▶ **Selected passage**

— Start —

I’ve had that model (IBT-4XS) for a year now, and have been very happy.  Bluetooth pretty good range, I’ve lost it in the most extreme points in my old house, but have yet to lose it at this one.
Also have a ThermoPro TP-08 ... the unit out at the grill works fine, but have always had trouble syncing it with the remote. (2 pc unit, doesn’t use an app).
That said, if I needed another I’d spring for WiFi.


----------



## rj101 (May 25, 2020)

I've got both the Thermoworks 2 channel Smoke with Smoke Gateway (makes it wifi) and the 4 channel Signals.  While I like the Signals, I am not impressed with the longevity of the unit.  My first one somehow got cracked while sitting in my smoker supply box; while it was my fault that the Signals was not in a protective case, it's not like there's anything heavy in my supply box that should have cracked the display.  In January I sent it back for $70 repair and they sent back a new unit.  Now, 4 months later, the bottom two probe ports don't work, and this unit I have handled with kid gloves; even made a padded, protected case for it where it lives when not on my smoker.  Wife had a couple of Thermoworks instant read thermometers for the kitchen and gave up on them for the same reason - lack of durability/longevity. She switched to a Lava Tools Javelin that has been a durable champ.  I've not had any problems with the Smoke, it's just a pain to have two things that have to be charged/on for it to connect to wifi.  I think I'll look at Fireboard.


----------

— End —

▶ **Instruction 1**
Reproduce the portion of the thermometer discussion starting at "I’ve had that" and ending at "spring for WiFi.".
▶ **Instruction 2**
In the thermometer discussion, what did rj101's wife switch to after giving up on her instant-read thermometers?
The records have no connection to the thermometer discussion.

▶ **Dataset extract**
— Start —

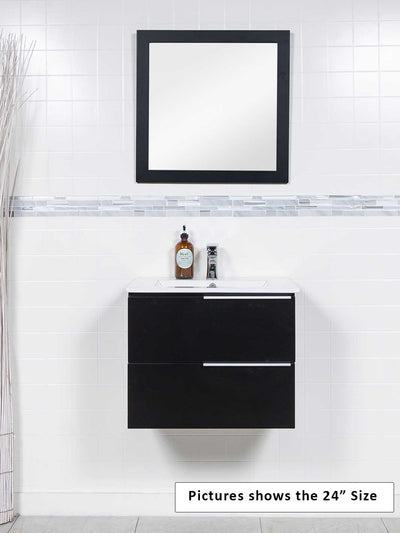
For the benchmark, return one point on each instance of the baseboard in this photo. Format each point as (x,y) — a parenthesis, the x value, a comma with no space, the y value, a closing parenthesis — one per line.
(119,504)
(94,504)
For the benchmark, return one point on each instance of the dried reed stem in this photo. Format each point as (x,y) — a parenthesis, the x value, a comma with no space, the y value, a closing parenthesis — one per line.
(14,60)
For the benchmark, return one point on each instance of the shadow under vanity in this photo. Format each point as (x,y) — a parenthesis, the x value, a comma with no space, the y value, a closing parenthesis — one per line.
(220,357)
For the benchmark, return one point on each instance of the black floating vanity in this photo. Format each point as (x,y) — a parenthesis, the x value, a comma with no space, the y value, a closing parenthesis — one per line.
(221,357)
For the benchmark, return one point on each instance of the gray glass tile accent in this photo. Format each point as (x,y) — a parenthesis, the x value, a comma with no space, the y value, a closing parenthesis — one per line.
(206,206)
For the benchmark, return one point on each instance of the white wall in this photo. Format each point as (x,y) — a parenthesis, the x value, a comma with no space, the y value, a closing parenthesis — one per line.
(345,104)
(69,274)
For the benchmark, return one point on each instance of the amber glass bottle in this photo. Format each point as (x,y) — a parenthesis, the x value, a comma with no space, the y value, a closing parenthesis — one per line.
(184,257)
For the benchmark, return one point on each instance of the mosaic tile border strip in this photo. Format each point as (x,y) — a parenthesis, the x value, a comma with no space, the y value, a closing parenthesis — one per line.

— End —

▶ **Reply 1**
I’ve had that model (IBT-4XS) for a year now, and have been very happy.  Bluetooth pretty good range, I’ve lost it in the most extreme points in my old house, but have yet to lose it at this one.
Also have a ThermoPro TP-08 ... the unit out at the grill works fine, but have always had trouble syncing it with the remote. (2 pc unit, doesn’t use an app).
That said, if I needed another I’d spring for WiFi.

▶ **Reply 2**
A Lava Tools Javelin.